EXCERPTED DATA:
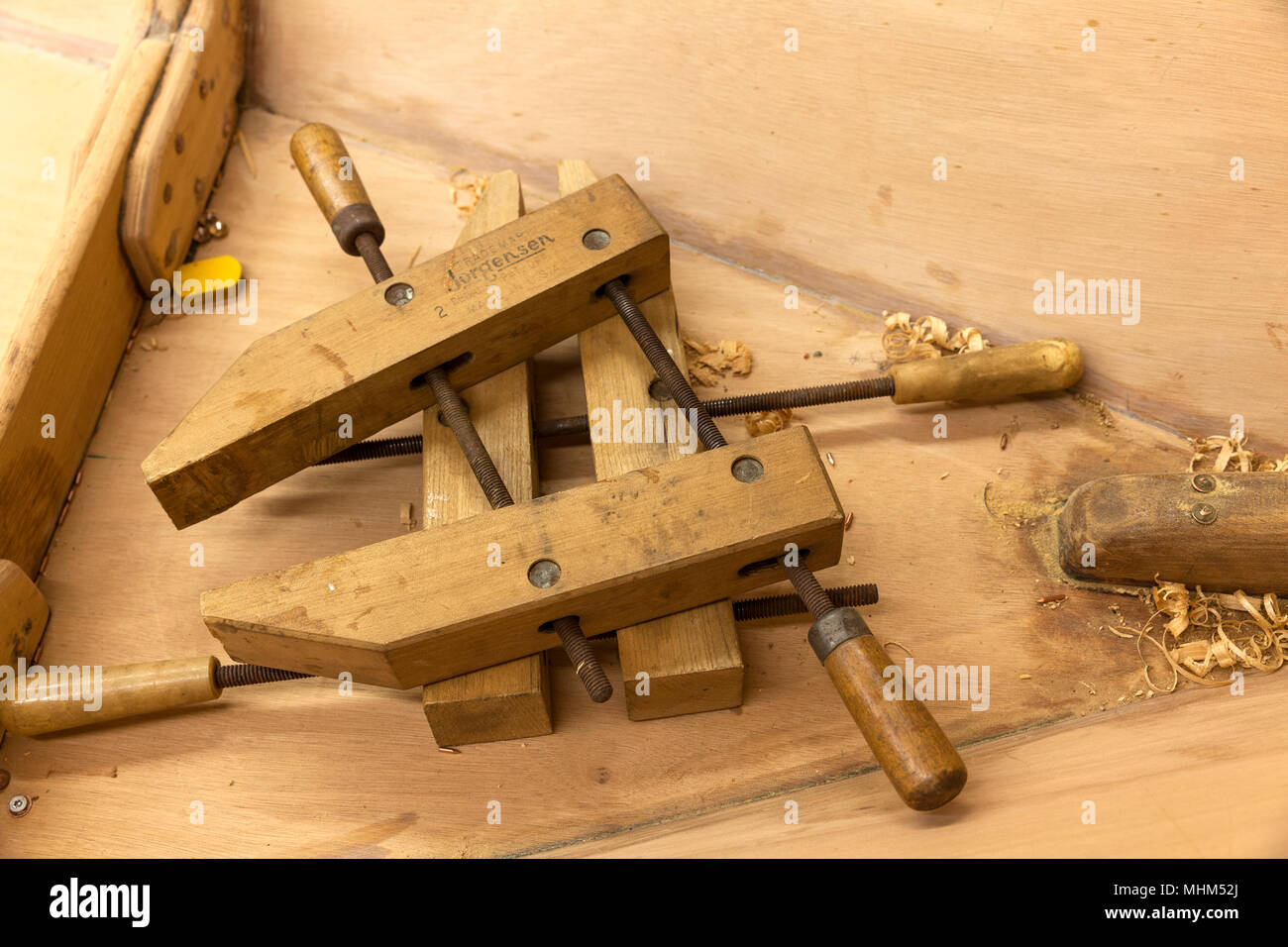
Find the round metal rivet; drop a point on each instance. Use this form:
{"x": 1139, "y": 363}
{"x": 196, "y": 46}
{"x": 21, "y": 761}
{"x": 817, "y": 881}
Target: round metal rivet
{"x": 595, "y": 240}
{"x": 399, "y": 294}
{"x": 544, "y": 574}
{"x": 747, "y": 470}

WRITTEN INSTRUCTION:
Turn every line of the records above into a JSON list of strings, one string per line, skipping blank lines and leaving out the pictures.

TASK ANSWER:
[
  "Find the round metal rivet; drop a point on each instance. Use this form:",
  "{\"x\": 1139, \"y\": 363}",
  "{\"x\": 196, \"y\": 46}",
  "{\"x\": 21, \"y\": 761}",
  "{\"x\": 817, \"y\": 881}",
  "Target: round metal rivet",
  "{\"x\": 595, \"y\": 240}",
  "{\"x\": 399, \"y\": 294}",
  "{\"x\": 544, \"y\": 574}",
  "{\"x\": 747, \"y\": 470}"
]